DATA TO PROCESS >>
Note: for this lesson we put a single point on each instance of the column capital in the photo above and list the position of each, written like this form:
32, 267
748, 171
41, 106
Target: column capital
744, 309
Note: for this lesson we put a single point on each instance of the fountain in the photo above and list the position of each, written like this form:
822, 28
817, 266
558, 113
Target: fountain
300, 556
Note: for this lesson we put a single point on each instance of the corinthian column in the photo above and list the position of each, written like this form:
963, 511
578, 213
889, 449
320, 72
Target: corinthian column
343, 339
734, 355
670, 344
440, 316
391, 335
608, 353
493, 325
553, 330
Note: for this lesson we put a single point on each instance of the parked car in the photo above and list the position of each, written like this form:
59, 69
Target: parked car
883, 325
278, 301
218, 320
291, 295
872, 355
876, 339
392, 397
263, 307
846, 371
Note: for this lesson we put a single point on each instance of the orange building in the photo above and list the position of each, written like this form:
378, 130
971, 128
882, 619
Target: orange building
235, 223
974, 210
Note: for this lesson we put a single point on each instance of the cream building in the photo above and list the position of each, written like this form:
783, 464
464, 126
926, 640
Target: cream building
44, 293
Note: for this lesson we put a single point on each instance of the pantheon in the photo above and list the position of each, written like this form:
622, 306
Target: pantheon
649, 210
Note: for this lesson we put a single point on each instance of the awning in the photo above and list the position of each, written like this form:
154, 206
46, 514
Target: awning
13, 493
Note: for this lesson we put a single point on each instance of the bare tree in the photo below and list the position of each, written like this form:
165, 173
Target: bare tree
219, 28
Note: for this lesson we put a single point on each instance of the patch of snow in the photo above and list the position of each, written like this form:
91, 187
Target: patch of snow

PROBLEM TO SOLVE >>
Look through the listing and extract every line with "snow" in it.

SOLUTION TO THE PROBLEM >>
Note: for this lesson we put a single point on each instance of the patch of snow in the photo above and list the position of each, written like this form:
Target: patch of snow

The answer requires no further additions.